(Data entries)
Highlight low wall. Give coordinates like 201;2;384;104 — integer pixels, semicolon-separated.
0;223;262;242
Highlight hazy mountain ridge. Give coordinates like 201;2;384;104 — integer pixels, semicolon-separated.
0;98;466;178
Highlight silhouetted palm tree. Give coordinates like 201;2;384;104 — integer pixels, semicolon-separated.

---

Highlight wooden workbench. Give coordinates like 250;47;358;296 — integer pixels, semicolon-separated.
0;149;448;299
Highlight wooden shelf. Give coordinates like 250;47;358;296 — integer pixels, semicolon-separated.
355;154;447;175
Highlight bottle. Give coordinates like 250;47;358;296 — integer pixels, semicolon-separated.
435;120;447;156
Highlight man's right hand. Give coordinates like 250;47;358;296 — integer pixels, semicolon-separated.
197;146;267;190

WHAT IS EXPECTED: Using the records above, set down exactly the lines from the one with "Highlight low wall." through the one with "Highlight silhouetted palm", inclusive, and nothing more.

EXPECTED OUTPUT:
Highlight low wall. Give coordinates like 201;2;384;104 — integer pixels, semicolon-separated.
0;223;262;242
Highlight hazy mountain ridge. Give coordinates like 201;2;384;104 — integer pixels, semicolon-separated.
0;98;466;178
Highlight silhouetted palm tree. Give coordinates like 201;2;384;104 — integer pixels, semicolon-separated.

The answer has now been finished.